Skip to main content
0%
Model Deployment

How We Cut GPU Costs by 40% Without Sacrificing Model Performance

Practical strategies for reducing GPU infrastructure costs — covering spot instances, GPU scheduling, model optimization, and right-sizing — without degrading inference quality.

7 min read1,373 words

GPU costs are typically the largest line item in any AI infrastructure budget. A single A100 instance on AWS costs over $30/hour on-demand. Run a few models across dev, staging, and production environments, and you're looking at five-figure monthly bills before you've served a single customer.

We've helped multiple teams slash their GPU spend by 30-50% using a combination of scheduling, spot instances, model optimization, and right-sizing. Here's the playbook.

The GPU Cost Problem

Most teams approach GPU infrastructure the same way they approach CPU — provision for peak, run 24/7, and hope finance doesn't notice.

The result:

  • GPUs sitting idle 60-80% of the time during off-peak hours
  • Oversized instances because "we might need the VRAM later"

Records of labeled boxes
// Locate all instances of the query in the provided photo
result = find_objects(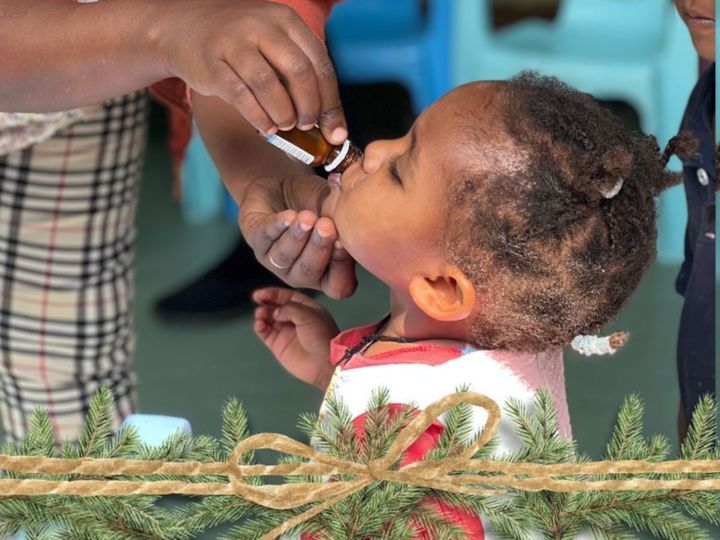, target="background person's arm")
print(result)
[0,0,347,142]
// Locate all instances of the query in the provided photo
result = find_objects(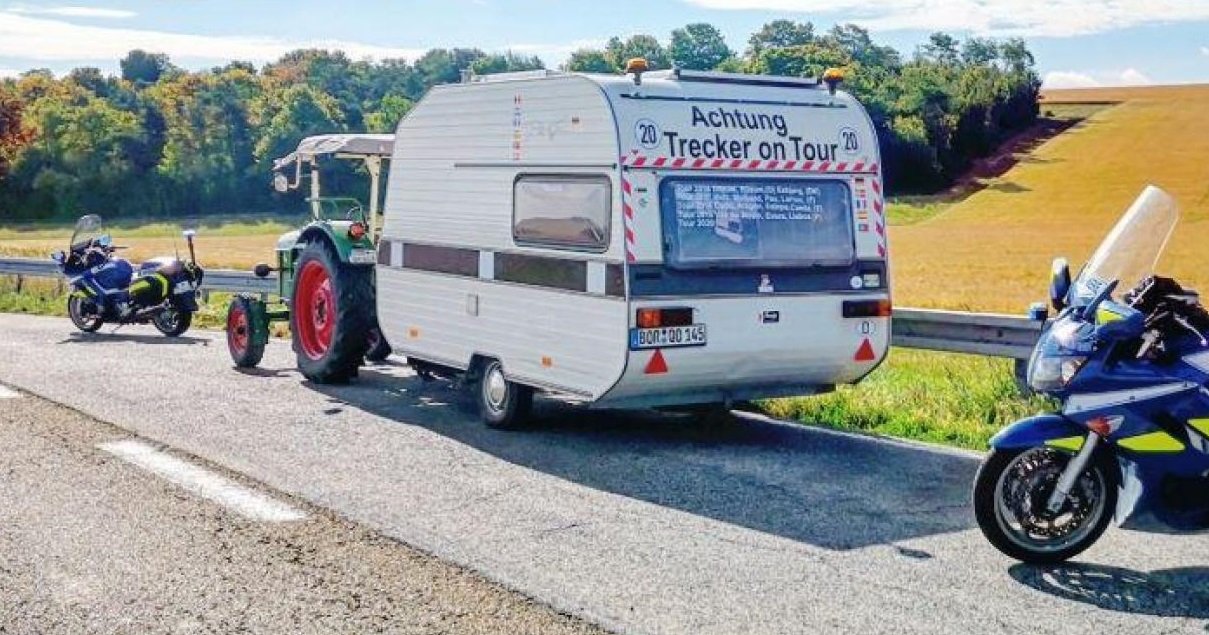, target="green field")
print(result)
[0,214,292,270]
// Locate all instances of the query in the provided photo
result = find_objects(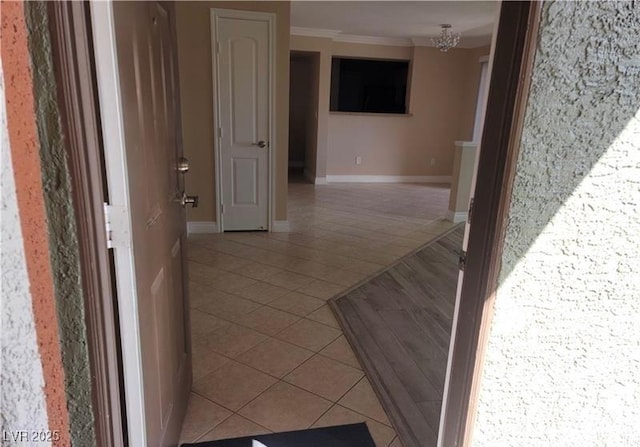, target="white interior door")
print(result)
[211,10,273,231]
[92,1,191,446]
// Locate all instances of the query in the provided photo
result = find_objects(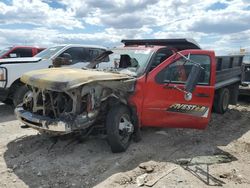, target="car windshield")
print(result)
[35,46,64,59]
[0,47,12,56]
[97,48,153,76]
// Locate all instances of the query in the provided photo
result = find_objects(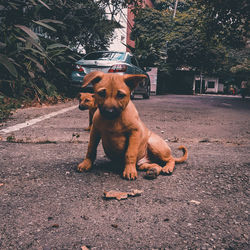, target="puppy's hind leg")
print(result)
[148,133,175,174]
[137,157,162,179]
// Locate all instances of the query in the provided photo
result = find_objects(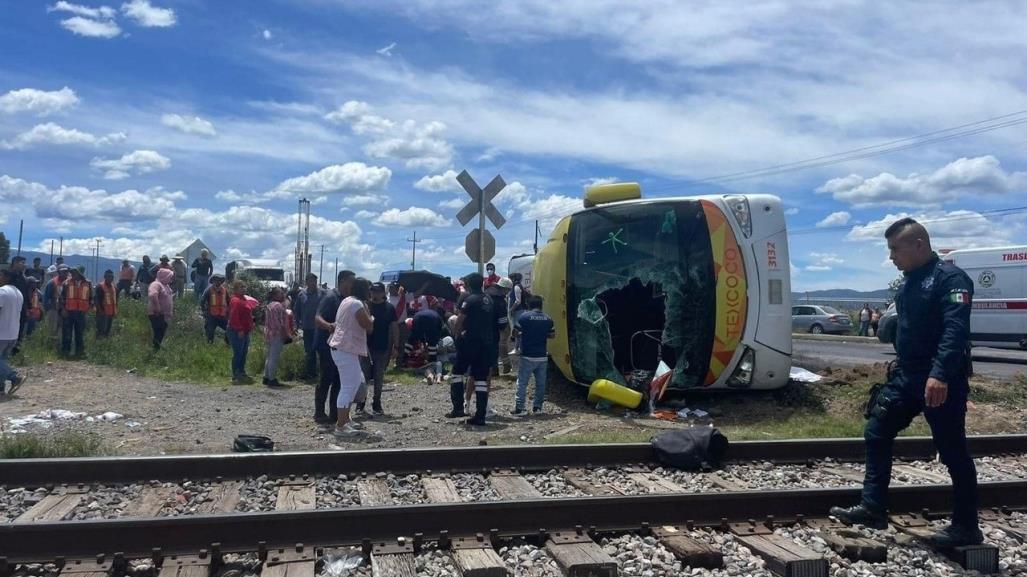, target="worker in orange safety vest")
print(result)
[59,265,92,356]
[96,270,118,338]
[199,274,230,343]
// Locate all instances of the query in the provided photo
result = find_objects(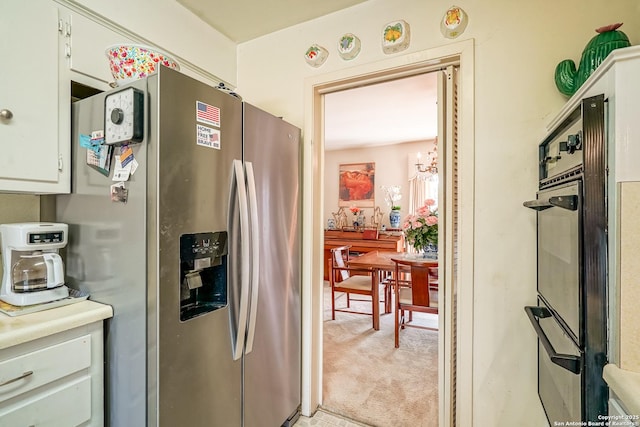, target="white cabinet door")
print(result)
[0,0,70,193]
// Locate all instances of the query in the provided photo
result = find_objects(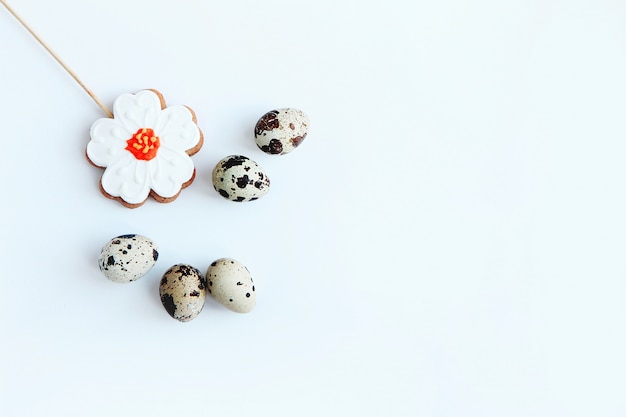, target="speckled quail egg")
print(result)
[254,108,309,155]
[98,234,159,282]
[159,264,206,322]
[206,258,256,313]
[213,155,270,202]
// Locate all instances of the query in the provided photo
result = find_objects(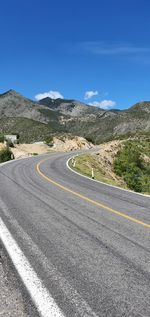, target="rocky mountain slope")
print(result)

> [Exercise task 1] Please pull the passage from the GPU cost article word for word, starting at "Practical strategies for" and ending at "finance doesn't notice.".
> [Exercise task 2] Summarize the GPU cost article in two sentences.
> [Exercise task 3] Decide whether each statement agrees with the GPU cost article, and give yes or no with the deciding words quoted from it: (a) A single A100 instance on AWS costs over $30/hour on-demand. (b) GPUs sit idle 20-40% of the time during off-peak hours. (c) The authors have helped teams reduce GPU spend by 30-50%.

> [Exercise output 1]
Practical strategies for reducing GPU infrastructure costs — covering spot instances, GPU scheduling, model optimization, and right-sizing — without degrading inference quality.

7 min read1,373 words

GPU costs are typically the largest line item in any AI infrastructure budget. A single A100 instance on AWS costs over $30/hour on-demand. Run a few models across dev, staging, and production environments, and you're looking at five-figure monthly bills before you've served a single customer.

We've helped multiple teams slash their GPU spend by 30-50% using a combination of scheduling, spot instances, model optimization, and right-sizing. Here's the playbook.

The GPU Cost Problem

Most teams approach GPU infrastructure the same way they approach CPU — provision for peak, run 24/7, and hope finance doesn't notice.

> [Exercise output 2] GPU costs are typically the largest line item in an AI infrastructure budget, and a single A100 instance on AWS costs over $30/hour on-demand. The authors say they have helped multiple teams cut GPU spend by 30-50% with scheduling, spot instances, model optimization, and right-sizing, and they note that most teams provision for peak and run 24/7, with the result that GPUs sit idle 60-80% of the time during off-peak hours and instances are oversized.

> [Exercise output 3]
(a) Yes: "A single A100 instance on AWS costs over $30/hour on-demand."
(b) No: "GPUs sitting idle 60-80% of the time during off-peak hours"
(c) Yes: "We've helped multiple teams slash their GPU spend by 30-50%"